- **Records to process**:
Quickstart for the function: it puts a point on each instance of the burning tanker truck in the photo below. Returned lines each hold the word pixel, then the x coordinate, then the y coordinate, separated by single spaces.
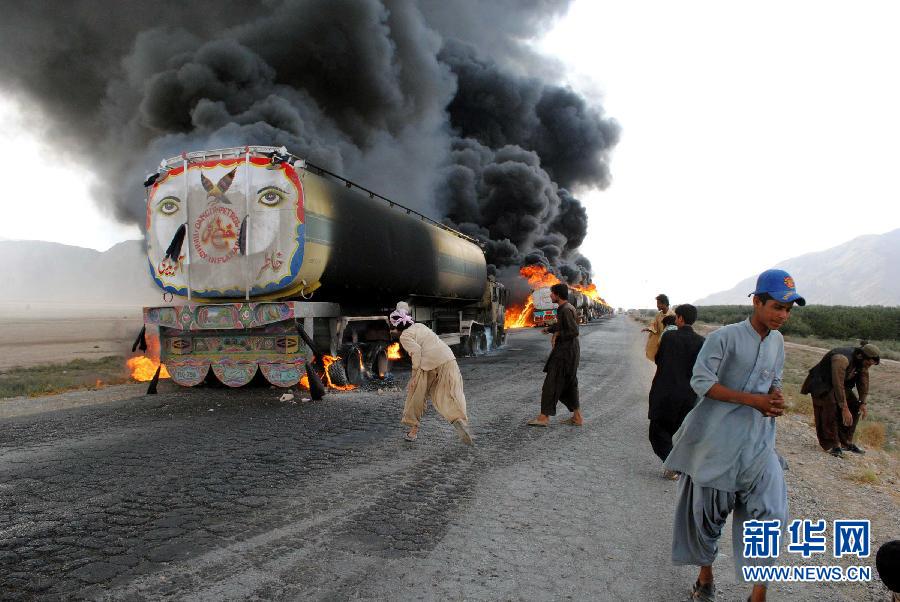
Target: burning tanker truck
pixel 278 264
pixel 544 313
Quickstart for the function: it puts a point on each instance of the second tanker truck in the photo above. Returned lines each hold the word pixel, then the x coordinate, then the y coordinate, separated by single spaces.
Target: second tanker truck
pixel 270 258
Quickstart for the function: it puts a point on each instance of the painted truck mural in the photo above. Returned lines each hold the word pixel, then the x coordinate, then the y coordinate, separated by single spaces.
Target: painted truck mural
pixel 267 261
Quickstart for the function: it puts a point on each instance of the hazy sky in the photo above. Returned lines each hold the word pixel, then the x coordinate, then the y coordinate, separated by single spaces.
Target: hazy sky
pixel 752 132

- **What you have to do**:
Copy out each line of the entries above that holds "coordinate".

- **Task output**:
Quickstart for the function: it puts a point on each instance of the burning tanker truck in the photo below. Returned lines each hold the word pixel, then the x coordinate, then the y coordinate, separated by single spaces.
Quickstart for the function: it puts a point on each instance of the second tanker truck in the photo above. Returned lines each hold the word pixel, then the x coordinate, then the y coordinate, separated by single spaces.
Quickstart for the function: it puts a point on each instance of the painted truck mural in the photo above. Returned lines each hold the word pixel, then the x coordinate, then the y coordinate, separated by single spaces.
Quickstart for the function: it puts a point on each instance of the hazy sky in the photo above. Returned lines each hold the word pixel, then the x coordinate, then the y coordinate, separated by single spaces.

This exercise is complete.